Document extract:
______________________________

For S.R. Batliboi & Associates LLP

Chartered Accountants

ICAI Firm Registration Number: 101049W/E300004

per Amit Kabra

Partner

Place of Signature: Indore

Membership Number: 094533

Date: May 09,2025

UDIN: 25094533BMFX1M5956

Annexure 1

Annexure 1 referred to in paragraph 1 under the heading "Report on other legal and regulatory requirements" of our report of even date

Re: India Shelter Finance Corporation Limited ("the Company")

(i)(a) (A) The Company has maintained proper records showing full particulars, including quantitative details and situation of Property, Plant and Equipment.

(i)(a) (B) The Company has maintained proper records showing full particulars of intangibles assets.

(i)(b) Property, Plant and Equipment have been physically verified by the management during the year and no material discrepancies were identified on such verification.

(i)(c) The title deeds of immovable properties (other than properties where the Company is the lessee and the lease agreements are duly executed in favour of the lessee) are held in the name of the Company.

______________________________

Data lines:

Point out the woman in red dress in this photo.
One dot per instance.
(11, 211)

______________________________

Work to be completed:
Rewrite the audit report, starting with "(i)(b) Property, Plant" and going on through "of the Company.", putting "board of directors" wherever "management" appears. The data has nothing to do with the audit report.

Result of this exercise:
(i)(b) Property, Plant and Equipment have been physically verified by the board of directors during the year and no material discrepancies were identified on such verification.

(i)(c) The title deeds of immovable properties (other than properties where the Company is the lessee and the lease agreements are duly executed in favour of the lessee) are held in the name of the Company.